## [TASK TO COMPLETE]
Scan the records and identify every line in which the string "poker" occurs, then return those lines.
+++ GIVEN DATA +++
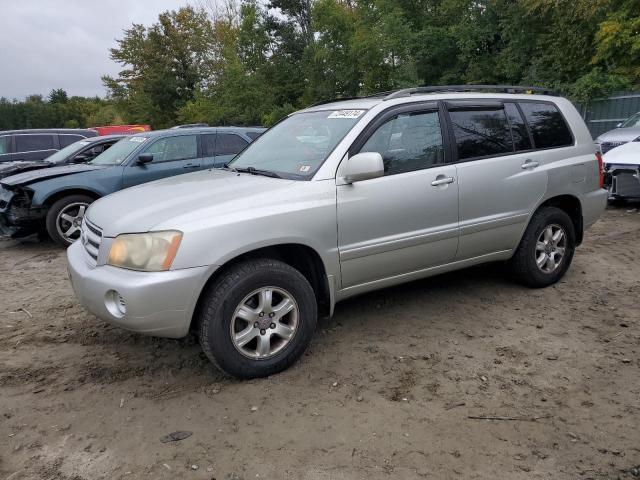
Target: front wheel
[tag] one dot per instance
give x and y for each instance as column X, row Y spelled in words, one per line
column 64, row 218
column 546, row 249
column 257, row 318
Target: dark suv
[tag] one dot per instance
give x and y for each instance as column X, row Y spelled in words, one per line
column 54, row 199
column 82, row 151
column 17, row 145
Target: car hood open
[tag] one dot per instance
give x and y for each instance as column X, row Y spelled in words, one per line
column 619, row 135
column 26, row 178
column 627, row 154
column 185, row 198
column 12, row 168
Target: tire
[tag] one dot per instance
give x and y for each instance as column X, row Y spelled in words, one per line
column 73, row 205
column 524, row 263
column 230, row 305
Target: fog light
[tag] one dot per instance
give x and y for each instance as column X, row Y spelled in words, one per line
column 115, row 303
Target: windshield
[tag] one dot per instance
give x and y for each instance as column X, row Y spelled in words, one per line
column 62, row 155
column 118, row 152
column 296, row 147
column 632, row 121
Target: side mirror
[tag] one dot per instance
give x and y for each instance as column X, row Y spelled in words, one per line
column 363, row 166
column 145, row 158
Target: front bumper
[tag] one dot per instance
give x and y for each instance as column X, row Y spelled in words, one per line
column 157, row 303
column 17, row 217
column 623, row 181
column 593, row 205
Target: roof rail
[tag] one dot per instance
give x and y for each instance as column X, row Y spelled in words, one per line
column 341, row 99
column 406, row 92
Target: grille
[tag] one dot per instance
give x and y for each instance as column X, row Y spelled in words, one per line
column 91, row 236
column 606, row 146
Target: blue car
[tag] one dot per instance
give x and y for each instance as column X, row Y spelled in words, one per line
column 53, row 200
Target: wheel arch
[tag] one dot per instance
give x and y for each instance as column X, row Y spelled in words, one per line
column 302, row 257
column 571, row 205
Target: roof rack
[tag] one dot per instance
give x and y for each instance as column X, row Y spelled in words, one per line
column 406, row 92
column 342, row 99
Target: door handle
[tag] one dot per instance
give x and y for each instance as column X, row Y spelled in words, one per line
column 530, row 164
column 441, row 180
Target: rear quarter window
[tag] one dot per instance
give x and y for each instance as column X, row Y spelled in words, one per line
column 547, row 125
column 67, row 139
column 34, row 142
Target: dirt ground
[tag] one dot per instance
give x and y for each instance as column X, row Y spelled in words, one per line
column 386, row 391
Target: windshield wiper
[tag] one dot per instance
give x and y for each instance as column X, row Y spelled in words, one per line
column 257, row 171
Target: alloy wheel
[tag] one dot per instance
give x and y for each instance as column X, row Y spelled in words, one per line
column 69, row 221
column 264, row 322
column 550, row 248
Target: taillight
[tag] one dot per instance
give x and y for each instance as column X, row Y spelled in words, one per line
column 600, row 168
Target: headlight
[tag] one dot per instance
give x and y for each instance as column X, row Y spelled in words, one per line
column 148, row 252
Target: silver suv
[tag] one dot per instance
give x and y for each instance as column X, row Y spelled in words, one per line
column 339, row 199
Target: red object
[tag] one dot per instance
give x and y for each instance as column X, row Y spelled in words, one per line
column 113, row 129
column 600, row 168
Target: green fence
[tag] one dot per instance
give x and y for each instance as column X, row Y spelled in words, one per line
column 603, row 114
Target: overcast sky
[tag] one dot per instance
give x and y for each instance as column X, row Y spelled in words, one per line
column 46, row 44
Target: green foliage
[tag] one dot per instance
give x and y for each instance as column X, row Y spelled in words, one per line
column 257, row 61
column 166, row 64
column 57, row 111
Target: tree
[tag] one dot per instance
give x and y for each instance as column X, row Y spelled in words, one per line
column 58, row 95
column 165, row 65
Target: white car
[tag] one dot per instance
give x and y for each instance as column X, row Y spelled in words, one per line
column 622, row 171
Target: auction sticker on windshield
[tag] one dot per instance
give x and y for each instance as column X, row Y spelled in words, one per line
column 346, row 114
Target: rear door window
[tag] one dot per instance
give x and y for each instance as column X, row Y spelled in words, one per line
column 34, row 142
column 548, row 128
column 480, row 131
column 408, row 142
column 5, row 144
column 229, row 144
column 519, row 131
column 173, row 148
column 208, row 145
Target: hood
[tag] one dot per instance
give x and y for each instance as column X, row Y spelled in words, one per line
column 183, row 198
column 42, row 174
column 619, row 135
column 627, row 154
column 11, row 168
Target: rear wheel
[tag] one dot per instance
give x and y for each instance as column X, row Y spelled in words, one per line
column 257, row 318
column 64, row 218
column 546, row 249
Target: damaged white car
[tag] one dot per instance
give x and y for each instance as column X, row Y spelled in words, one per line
column 622, row 171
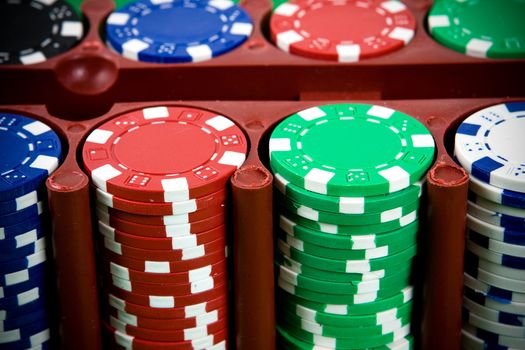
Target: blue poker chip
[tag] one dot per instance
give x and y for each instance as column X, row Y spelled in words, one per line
column 9, row 232
column 494, row 340
column 489, row 144
column 24, row 214
column 30, row 152
column 23, row 320
column 20, row 203
column 471, row 342
column 496, row 293
column 14, row 278
column 177, row 30
column 27, row 336
column 19, row 288
column 496, row 194
column 14, row 302
column 13, row 311
column 20, row 253
column 507, row 318
column 25, row 263
column 11, row 245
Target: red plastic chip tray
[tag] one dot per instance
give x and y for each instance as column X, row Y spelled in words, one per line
column 258, row 85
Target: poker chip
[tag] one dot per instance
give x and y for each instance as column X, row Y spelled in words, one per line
column 37, row 31
column 308, row 149
column 461, row 26
column 177, row 31
column 496, row 194
column 494, row 338
column 493, row 315
column 153, row 172
column 494, row 327
column 495, row 247
column 494, row 303
column 499, row 220
column 488, row 145
column 19, row 203
column 173, row 208
column 185, row 312
column 160, row 177
column 215, row 341
column 207, row 318
column 347, row 230
column 342, row 31
column 30, row 152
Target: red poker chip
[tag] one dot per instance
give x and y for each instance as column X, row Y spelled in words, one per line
column 190, row 311
column 172, row 335
column 212, row 270
column 119, row 340
column 163, row 267
column 162, row 220
column 169, row 289
column 164, row 154
column 161, row 230
column 165, row 255
column 168, row 324
column 165, row 208
column 163, row 302
column 341, row 30
column 171, row 243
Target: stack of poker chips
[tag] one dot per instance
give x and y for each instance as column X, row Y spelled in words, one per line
column 160, row 177
column 341, row 30
column 348, row 186
column 490, row 146
column 34, row 31
column 177, row 31
column 29, row 152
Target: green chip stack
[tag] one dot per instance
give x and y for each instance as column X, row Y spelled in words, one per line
column 348, row 188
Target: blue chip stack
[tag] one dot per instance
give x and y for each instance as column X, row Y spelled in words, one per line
column 29, row 152
column 175, row 31
column 490, row 145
+++
## [RESULT OF THIS EXERCISE]
Target: blue poker chip
Target: poker chip
Target: red poker chip
Target: stack of poker chips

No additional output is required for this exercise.